> **TASK DESCRIPTION**
Images are not part of the copy; transcribe all the data exactly.

> **RECORDS FOR THE TASK**

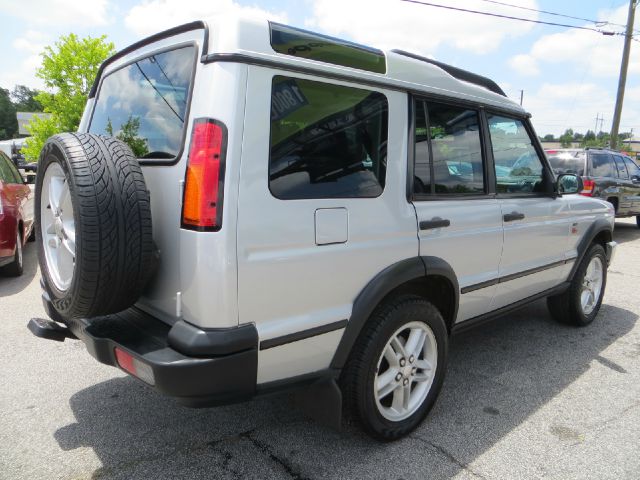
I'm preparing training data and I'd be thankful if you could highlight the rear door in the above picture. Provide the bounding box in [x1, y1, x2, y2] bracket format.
[411, 99, 503, 322]
[588, 151, 618, 201]
[0, 153, 30, 256]
[613, 154, 635, 215]
[237, 69, 417, 383]
[487, 114, 571, 310]
[621, 157, 640, 214]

> **THE COMPLETED TASK**
I'm preparing training data and I'd be thankful if you could highlight the rear door in the above picture. Provide the bounding box in [x1, y1, x2, y2] bracket format.
[411, 99, 503, 322]
[588, 151, 618, 201]
[0, 153, 30, 256]
[613, 154, 635, 215]
[237, 69, 417, 383]
[487, 114, 571, 310]
[621, 157, 640, 214]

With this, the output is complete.